- **Challenge**: Put the stretch of the listing from the line containing "Target: bare shrub on hill" through its last line into a numbered list, omitting any blank lines.

[Location identification items]
-=-=-=-=-
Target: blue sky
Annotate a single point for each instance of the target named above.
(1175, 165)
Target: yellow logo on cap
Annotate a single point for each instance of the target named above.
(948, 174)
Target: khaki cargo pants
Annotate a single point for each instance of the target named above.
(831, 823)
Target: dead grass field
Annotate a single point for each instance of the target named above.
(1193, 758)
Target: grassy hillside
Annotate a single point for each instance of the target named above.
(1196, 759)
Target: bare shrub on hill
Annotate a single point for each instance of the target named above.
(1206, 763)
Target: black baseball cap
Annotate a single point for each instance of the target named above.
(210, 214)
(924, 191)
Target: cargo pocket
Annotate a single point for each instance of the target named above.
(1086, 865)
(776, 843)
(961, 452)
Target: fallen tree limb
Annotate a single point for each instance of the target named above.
-=-=-=-=-
- **Complete response**:
1. Target: bare shrub on hill
2. Annotate a single point for each instance of the target named above.
3. (1206, 763)
4. Target: black baseball cap
5. Annotate a single point for each instance of the target named above.
6. (210, 214)
7. (924, 191)
8. Target: cargo pocket
9. Annotate a single point for each instance of the target named above.
10. (1086, 865)
11. (776, 843)
12. (961, 452)
13. Target: fallen tree limb
14. Annotate a single point for each instance of the target named above.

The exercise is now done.